■ Aim ■
Rewrite the account of the trombone audition, starting with "For the Love" and going on through "on my quest!", with "giddy" changed to "thrilled".

■ Passage given ■

For the Love of Music

When the audition openings memo was posted on the wall backstage at Davies Symphony Hall, I couldn’t believe it. It included a second trombone opening for the San Francisco Symphony which paid $55,000 (~$152K in today’s dollars). I was giddy with anticipation because trombone positions rarely open (i.e., John Engelkes, one of my brass coaches, played bass trombone there from 1981 – 2020), let alone in such a great city, with such a high caliber symphony. 

One of my career ambitions was to be the Principal Trombone player of the Berlin Philharmonic (which was all male then and I definitely wanted to break up that club), and this second trombone position would be but a steppingstone on my quest!

Wow!  What a bonanza! 

I had no qualms or nervousness about auditioning. I knew it was a longshot for me given my age, the rarity of trombone openings, and the abundance of talented musicians in the Bay Area. Of course, the prospect of making $55K doing something I loved was a huge draw!

■ Entries supplied ■
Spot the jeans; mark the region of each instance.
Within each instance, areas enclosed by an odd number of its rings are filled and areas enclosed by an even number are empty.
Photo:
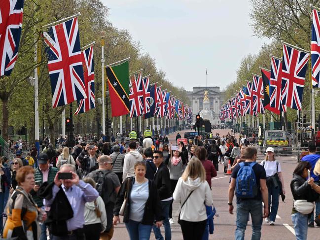
[[[172,200],[168,201],[161,201],[161,212],[162,216],[164,217],[163,220],[163,226],[165,228],[165,235],[166,240],[171,240],[171,229],[169,223],[169,208]],[[155,226],[152,227],[154,236],[156,240],[163,240],[163,237],[161,234],[160,229]]]
[[[316,217],[318,218],[320,214],[320,201],[316,201]],[[315,220],[315,215],[314,214],[314,211],[312,211],[312,213],[310,216],[310,218],[309,219],[309,223],[313,224],[313,221]]]
[[[297,240],[307,240],[308,214],[296,212],[291,215]]]
[[[270,221],[276,221],[276,217],[279,206],[279,196],[280,196],[280,188],[276,188],[272,186],[268,187],[269,193],[269,215]],[[270,207],[271,205],[271,207]]]
[[[259,240],[261,235],[262,224],[262,203],[260,200],[247,200],[237,204],[237,229],[236,240],[245,239],[245,231],[247,227],[249,213],[252,219],[252,236],[251,240]]]
[[[130,240],[149,240],[151,225],[145,225],[140,222],[129,220],[126,223],[126,228],[129,233]]]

■ Task solution ■
For the Love of Music

When the audition openings memo was posted on the wall backstage at Davies Symphony Hall, I couldn’t believe it. It included a second trombone opening for the San Francisco Symphony which paid $55,000 (~$152K in today’s dollars). I was thrilled with anticipation because trombone positions rarely open (i.e., John Engelkes, one of my brass coaches, played bass trombone there from 1981 – 2020), let alone in such a great city, with such a high caliber symphony. 

One of my career ambitions was to be the Principal Trombone player of the Berlin Philharmonic (which was all male then and I definitely wanted to break up that club), and this second trombone position would be but a steppingstone on my quest!